■ **EXERCISE PROMPT**:
In the passage on inductive reasoning, swap "theory" for "framework" and give back the part between "Series completion tasks are" and "and (4) extrapolation.", inclusive.

start SOURCE DOCUMENT

1.2. Inductive Reasoning
Intelligence research often employs tests of inductive reasoning which is considered a marker of ‘fluid intelligence’ [
14,
15]. According to [
16,
17], it is central to the concept of intelligence testing. Inductive reasoning involves generating and testing hypotheses and generalisation of findings from a set of predefined instances [
18]. Similarly, Spearman [
10] defined inductive reasoning as a process consisting of perception of units, logical induction of correspondences between these units and application of the identified rules to other units. It is typically measured by series completion tasks, which form a common part of many standardised intelligence test batteries [
19,
20,
21].
Series completion tasks are usually based on schemes which define the succession and enable identification of consecutive elements. Such schemes were first introduced by Simon and Kotovsky [
22], who developed the theory and descriptive language applied to letter series problems. Holzman, Pellegrino and Glaser [
23] extended their classical scheme to incorporate number series and further emphasised the cognitive mechanisms rather than the problem features of the series. They proposed that the number series completion task should be based on (1) relations detection, (2) discovery of periodicity, (3) pattern description and (4) extrapolation.

end SOURCE DOCUMENT
start DATA LISTING

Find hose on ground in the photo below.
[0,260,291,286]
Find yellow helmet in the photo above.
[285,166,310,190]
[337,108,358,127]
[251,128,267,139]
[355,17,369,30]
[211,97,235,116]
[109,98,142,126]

end DATA LISTING

■ **RESPONSE TO THE TASK**:
Series completion tasks are usually based on schemes which define the succession and enable identification of consecutive elements. Such schemes were first introduced by Simon and Kotovsky [
22], who developed the framework and descriptive language applied to letter series problems. Holzman, Pellegrino and Glaser [
23] extended their classical scheme to incorporate number series and further emphasised the cognitive mechanisms rather than the problem features of the series. They proposed that the number series completion task should be based on (1) relations detection, (2) discovery of periodicity, (3) pattern description and (4) extrapolation.